=== Selected text ===
The Socialization Question
Homeschooling is not cave-schooling. How children naturally build relationships through everyday life.
One question comes up almost every time homeschooling is discussed.
“What about socialization?”
I understand why people ask it. School has been the default environment for children for generations, so it is natural to assume that without school children might miss something important.
But the question often carries a picture that does not match our daily life.
This is homeschooling. Not cave-schooling.
The children are not sitting inside the house all day. They meet people constantly. In fact, children are naturally drawn to people. Most of the time you have to remind them to quiet down rather than encourage them to talk.
In our family, social interaction happens in many ordinary ways.
# Church Life
Both of our boys are part of youth groups in two different churches. Through these groups they meet many other teenagers from across the city.
They participate in choir and play guitar. They attend youth camps travel with the fellow youth for weekend retreats.
These are not activities where they simply show up. Often the youth group organizes the programs themselves. During church festivals like Christmas or Easter, the youth help plan different parts of the event—music, children's activities, and other arrangements.
The younger one especially enjoys helping with the organizing side of things. He likes figuring out what needs to be done and making sure it happens.
=== Given data ===
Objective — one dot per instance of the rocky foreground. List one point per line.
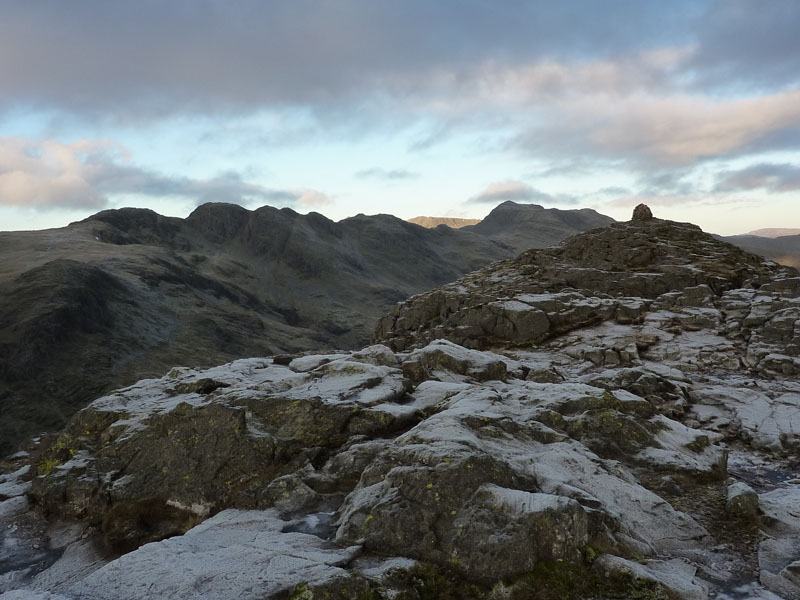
(616, 417)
===
Exercise objective =>
Answer these from the homeschooling text:
1. What question comes up almost every time homeschooling is discussed?
2. How many different churches have youth groups that both boys belong to?
3. Which part of church events does the younger boy especially enjoy helping with?
Work only from the homeschooling text and not from the data.

Result for this exercise =>
1. "What about socialization?"
2. Two.
3. The organizing side of things.